In the material below, find the line that contains "Target: warehouse building" and the line that contains "Q: Pick out each instance of the green foliage", then write out exactly those two lines and everything between them.
◆ ◆ ◆
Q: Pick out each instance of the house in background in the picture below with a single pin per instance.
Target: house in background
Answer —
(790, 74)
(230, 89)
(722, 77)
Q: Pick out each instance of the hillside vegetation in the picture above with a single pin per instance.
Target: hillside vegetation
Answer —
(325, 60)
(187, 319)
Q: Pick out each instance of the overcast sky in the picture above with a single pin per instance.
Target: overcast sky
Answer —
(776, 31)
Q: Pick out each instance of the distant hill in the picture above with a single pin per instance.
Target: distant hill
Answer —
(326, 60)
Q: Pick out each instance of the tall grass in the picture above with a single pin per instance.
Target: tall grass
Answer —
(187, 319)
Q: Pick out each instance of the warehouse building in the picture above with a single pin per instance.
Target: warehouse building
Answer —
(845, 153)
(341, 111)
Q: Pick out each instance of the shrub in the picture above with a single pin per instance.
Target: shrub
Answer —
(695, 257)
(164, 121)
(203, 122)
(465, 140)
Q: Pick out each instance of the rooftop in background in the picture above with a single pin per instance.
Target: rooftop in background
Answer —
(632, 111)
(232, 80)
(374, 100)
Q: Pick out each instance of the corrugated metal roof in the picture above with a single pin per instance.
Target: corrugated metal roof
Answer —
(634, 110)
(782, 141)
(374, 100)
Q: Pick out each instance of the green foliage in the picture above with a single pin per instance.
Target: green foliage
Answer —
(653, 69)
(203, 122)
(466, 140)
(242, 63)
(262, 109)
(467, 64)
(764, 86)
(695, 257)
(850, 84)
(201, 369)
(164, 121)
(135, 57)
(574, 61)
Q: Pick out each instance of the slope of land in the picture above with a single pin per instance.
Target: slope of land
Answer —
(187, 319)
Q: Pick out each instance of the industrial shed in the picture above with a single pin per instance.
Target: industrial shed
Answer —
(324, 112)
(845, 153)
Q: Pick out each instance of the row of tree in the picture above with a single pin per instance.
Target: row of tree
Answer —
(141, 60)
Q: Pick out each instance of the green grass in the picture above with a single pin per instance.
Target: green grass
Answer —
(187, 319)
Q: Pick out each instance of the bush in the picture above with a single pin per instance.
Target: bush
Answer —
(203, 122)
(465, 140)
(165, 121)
◆ ◆ ◆
▶ [Response]:
Target: warehouse building
Answer —
(845, 153)
(341, 111)
Q: Pick out each instance of the shrub in the picture above with a single pin per instance.
Target: shrub
Answer —
(695, 257)
(164, 121)
(203, 122)
(465, 140)
Q: Pick out each instance of the rooftop in background in the picture above with a single pin per instance.
Target: rooftop in background
Answer —
(632, 111)
(232, 80)
(374, 100)
Q: Pick out each instance of the corrugated metal roof in the picture above with a single pin per instance.
Target: corrugated metal roof
Answer —
(634, 110)
(782, 141)
(374, 100)
Q: Pick out each instance of the green foliage in the picture above with a single pin per instance.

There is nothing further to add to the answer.